§ **Activity**
Each line below containing the word "rock" needs to be shown.

§ **Provided records**
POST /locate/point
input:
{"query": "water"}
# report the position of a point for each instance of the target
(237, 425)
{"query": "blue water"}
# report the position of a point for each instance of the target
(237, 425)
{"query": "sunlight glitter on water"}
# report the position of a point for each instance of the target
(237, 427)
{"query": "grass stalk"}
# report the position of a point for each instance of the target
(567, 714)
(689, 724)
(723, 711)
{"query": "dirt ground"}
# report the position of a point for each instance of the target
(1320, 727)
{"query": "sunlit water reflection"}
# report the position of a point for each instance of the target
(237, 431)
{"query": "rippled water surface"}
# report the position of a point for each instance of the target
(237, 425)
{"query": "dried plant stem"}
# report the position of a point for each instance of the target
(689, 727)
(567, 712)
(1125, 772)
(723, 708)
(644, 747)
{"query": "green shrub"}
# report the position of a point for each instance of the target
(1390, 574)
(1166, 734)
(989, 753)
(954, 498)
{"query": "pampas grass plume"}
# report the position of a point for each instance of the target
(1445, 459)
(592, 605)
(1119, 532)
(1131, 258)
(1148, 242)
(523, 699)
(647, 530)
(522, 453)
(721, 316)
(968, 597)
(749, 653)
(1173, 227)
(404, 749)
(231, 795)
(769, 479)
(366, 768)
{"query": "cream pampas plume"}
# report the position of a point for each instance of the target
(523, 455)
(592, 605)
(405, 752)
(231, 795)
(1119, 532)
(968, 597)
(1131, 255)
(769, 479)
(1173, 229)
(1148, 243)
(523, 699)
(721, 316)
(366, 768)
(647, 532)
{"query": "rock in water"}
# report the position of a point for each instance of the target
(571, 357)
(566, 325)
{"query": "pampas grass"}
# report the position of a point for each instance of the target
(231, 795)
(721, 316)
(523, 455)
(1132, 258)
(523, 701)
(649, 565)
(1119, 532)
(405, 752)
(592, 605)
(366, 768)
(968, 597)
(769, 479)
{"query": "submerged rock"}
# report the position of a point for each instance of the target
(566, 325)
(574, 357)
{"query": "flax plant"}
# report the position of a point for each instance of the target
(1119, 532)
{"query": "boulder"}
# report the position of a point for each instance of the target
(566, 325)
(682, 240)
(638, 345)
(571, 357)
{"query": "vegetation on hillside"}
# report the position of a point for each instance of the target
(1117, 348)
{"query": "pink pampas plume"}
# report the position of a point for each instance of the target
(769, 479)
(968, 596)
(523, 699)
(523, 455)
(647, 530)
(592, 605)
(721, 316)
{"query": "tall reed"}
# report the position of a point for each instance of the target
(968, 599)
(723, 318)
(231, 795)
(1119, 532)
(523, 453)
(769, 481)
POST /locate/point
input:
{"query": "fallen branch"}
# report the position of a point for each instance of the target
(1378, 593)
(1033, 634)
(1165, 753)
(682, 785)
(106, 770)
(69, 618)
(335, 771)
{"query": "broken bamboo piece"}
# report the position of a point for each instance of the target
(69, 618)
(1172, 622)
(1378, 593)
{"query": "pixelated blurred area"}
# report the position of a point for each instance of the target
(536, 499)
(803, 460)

§ **The answer**
{"query": "rock in water"}
{"query": "submerged rock"}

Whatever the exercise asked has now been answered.